| Objective |
Extract the records from the line that contains "Where can the folded" through the end of the records below, reproducing each line verbatim.
----
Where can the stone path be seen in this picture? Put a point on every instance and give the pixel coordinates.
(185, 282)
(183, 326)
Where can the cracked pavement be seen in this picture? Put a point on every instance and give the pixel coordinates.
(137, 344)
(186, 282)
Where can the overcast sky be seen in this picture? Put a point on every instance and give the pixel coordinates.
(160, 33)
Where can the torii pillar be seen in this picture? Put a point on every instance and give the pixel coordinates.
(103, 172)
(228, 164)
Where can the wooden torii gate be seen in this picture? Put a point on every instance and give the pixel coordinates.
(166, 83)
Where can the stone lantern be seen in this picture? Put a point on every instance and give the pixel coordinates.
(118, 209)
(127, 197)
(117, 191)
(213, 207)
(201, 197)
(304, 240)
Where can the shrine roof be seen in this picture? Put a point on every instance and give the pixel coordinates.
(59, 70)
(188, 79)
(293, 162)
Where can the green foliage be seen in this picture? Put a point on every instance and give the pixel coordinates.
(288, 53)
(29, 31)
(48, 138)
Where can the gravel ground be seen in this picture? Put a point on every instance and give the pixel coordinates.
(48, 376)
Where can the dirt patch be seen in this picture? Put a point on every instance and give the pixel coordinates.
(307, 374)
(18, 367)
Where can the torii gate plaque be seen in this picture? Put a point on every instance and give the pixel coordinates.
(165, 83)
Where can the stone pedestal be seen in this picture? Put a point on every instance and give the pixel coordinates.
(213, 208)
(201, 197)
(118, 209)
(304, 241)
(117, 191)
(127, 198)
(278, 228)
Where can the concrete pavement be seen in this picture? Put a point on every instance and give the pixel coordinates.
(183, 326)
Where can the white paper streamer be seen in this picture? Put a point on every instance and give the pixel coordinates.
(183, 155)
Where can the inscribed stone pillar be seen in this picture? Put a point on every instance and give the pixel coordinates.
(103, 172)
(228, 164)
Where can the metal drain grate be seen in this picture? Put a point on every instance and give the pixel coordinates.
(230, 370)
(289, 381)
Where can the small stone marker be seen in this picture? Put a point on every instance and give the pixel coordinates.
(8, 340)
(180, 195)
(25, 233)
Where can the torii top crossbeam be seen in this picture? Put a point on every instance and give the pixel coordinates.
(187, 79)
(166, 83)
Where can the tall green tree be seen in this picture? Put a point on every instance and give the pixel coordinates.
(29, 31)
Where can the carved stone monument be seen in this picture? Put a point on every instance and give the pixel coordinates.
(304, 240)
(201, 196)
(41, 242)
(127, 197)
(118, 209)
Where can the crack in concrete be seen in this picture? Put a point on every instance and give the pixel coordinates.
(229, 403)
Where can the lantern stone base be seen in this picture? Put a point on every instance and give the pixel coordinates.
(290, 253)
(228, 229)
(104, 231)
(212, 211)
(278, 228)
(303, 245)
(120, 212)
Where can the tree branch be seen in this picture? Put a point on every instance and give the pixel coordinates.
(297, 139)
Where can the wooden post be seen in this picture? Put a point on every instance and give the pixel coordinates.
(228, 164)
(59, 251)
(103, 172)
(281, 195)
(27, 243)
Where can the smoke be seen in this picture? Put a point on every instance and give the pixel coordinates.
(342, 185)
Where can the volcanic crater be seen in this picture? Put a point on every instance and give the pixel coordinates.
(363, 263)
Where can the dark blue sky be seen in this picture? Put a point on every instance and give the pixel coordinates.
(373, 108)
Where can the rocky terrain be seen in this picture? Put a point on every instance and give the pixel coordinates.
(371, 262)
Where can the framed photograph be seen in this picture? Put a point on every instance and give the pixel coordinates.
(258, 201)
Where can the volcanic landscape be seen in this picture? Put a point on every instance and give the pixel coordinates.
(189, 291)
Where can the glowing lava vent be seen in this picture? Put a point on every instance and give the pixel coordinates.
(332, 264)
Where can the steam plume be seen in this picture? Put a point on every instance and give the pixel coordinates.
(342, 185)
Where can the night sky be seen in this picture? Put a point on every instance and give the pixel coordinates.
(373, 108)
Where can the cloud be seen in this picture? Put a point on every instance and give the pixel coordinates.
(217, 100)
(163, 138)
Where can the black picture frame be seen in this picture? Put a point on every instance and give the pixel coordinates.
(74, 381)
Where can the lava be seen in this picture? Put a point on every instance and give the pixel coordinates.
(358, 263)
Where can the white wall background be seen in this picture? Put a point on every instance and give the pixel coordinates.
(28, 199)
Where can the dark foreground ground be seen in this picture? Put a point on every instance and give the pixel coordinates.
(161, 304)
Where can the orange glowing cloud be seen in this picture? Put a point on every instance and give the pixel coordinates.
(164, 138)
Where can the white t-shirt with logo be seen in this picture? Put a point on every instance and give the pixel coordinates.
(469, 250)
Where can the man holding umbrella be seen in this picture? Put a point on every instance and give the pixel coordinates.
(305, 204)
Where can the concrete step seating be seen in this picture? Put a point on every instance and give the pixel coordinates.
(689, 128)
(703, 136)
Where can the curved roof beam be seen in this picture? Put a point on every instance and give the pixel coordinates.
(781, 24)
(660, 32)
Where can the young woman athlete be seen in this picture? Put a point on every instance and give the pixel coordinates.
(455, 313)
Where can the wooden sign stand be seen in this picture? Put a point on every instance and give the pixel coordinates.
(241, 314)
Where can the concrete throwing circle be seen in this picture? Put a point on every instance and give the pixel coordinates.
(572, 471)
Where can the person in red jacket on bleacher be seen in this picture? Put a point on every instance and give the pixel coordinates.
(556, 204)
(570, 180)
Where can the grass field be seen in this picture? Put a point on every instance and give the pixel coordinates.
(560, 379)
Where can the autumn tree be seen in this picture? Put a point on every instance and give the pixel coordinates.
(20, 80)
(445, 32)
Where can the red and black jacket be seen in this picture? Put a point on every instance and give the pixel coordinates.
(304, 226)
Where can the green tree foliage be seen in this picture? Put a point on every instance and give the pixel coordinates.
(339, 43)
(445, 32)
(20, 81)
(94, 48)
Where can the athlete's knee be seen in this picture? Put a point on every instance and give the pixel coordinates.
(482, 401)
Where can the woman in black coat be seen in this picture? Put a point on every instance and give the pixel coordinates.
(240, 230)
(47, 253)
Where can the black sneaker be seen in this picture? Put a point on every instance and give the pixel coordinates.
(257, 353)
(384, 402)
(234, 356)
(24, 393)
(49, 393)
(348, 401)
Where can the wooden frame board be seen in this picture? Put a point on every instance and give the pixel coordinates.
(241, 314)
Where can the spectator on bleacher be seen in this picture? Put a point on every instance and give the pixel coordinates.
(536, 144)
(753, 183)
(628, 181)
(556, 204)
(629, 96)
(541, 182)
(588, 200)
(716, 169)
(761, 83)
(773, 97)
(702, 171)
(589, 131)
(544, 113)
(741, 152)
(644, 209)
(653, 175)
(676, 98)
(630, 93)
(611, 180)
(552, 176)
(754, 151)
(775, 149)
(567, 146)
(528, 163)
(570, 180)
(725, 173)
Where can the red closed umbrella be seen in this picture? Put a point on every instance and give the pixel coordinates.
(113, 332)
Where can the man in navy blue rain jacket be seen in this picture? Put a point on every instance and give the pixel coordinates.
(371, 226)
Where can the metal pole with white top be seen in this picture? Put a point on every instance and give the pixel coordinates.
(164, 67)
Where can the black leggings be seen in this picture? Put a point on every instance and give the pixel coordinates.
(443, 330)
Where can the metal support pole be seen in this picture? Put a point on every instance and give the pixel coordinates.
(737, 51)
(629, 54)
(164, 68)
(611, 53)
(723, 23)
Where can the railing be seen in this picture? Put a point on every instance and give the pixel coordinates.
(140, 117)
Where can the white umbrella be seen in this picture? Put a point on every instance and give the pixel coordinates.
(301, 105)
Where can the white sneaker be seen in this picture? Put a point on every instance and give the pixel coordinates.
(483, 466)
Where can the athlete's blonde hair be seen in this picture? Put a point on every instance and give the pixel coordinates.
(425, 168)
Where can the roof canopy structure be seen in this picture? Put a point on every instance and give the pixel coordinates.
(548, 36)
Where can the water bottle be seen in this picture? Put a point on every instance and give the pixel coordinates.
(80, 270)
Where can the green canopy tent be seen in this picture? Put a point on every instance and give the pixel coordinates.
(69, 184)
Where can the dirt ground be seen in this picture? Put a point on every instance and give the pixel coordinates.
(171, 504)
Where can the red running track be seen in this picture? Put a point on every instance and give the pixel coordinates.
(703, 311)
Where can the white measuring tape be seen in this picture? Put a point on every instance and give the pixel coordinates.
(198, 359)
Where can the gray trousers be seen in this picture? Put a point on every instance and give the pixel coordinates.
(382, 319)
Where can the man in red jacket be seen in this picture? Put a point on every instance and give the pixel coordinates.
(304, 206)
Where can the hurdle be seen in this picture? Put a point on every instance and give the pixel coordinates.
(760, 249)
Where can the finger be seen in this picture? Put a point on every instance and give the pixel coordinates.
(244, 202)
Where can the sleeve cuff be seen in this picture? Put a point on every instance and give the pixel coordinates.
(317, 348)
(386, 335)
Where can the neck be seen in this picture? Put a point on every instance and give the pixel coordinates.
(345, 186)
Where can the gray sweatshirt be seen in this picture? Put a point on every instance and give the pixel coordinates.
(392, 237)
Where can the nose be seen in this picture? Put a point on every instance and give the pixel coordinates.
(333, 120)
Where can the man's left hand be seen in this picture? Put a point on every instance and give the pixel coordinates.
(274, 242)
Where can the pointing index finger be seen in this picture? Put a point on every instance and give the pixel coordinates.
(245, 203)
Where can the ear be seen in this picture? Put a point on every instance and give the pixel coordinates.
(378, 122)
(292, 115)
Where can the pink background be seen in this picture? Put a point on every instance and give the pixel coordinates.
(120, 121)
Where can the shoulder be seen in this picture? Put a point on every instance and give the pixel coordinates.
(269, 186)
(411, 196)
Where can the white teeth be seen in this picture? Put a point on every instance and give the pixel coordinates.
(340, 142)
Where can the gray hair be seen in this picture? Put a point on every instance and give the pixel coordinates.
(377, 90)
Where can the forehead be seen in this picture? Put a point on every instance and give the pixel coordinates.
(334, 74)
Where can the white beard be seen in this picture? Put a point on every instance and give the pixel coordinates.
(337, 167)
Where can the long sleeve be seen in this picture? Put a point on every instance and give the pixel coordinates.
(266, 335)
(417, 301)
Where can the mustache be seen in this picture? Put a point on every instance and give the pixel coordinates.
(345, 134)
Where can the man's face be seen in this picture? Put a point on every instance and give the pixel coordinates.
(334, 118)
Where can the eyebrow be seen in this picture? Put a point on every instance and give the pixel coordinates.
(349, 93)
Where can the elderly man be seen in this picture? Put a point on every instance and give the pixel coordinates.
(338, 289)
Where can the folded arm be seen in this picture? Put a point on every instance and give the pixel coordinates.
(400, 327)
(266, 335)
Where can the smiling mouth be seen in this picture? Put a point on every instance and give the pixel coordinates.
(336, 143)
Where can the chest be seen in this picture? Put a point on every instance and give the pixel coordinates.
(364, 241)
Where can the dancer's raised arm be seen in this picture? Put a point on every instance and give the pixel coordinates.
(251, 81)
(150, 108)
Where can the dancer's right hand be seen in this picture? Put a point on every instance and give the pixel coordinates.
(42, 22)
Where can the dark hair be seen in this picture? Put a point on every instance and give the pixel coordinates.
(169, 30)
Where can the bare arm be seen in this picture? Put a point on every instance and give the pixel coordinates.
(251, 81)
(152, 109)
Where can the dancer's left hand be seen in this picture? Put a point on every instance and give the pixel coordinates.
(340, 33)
----
| Completed exercise |
Where can the folded arm be seen in this picture? Put a point on every instance and give the pixel coordinates.
(400, 327)
(266, 335)
Where can the smiling mouth be seen in this picture? Put a point on every instance and give the pixel coordinates.
(336, 143)
Where can the chest be seen in this picture? Put a point on every instance and give the pixel coordinates.
(364, 241)
Where can the dancer's raised arm be seen in this picture? Put a point on every instance and give the pixel coordinates.
(251, 81)
(150, 108)
Where can the dancer's right hand be seen in this picture? Put a point on every instance and give the pixel coordinates.
(42, 22)
Where can the dark hair be seen in this picture? Put a point on every instance and give the pixel coordinates.
(169, 30)
Where can the bare arm be seen in this picture? Put a point on every instance and give the pixel coordinates.
(251, 81)
(152, 109)
Where can the dancer's left hand be seen in this picture? Put a point on every instance and give the pixel coordinates.
(340, 33)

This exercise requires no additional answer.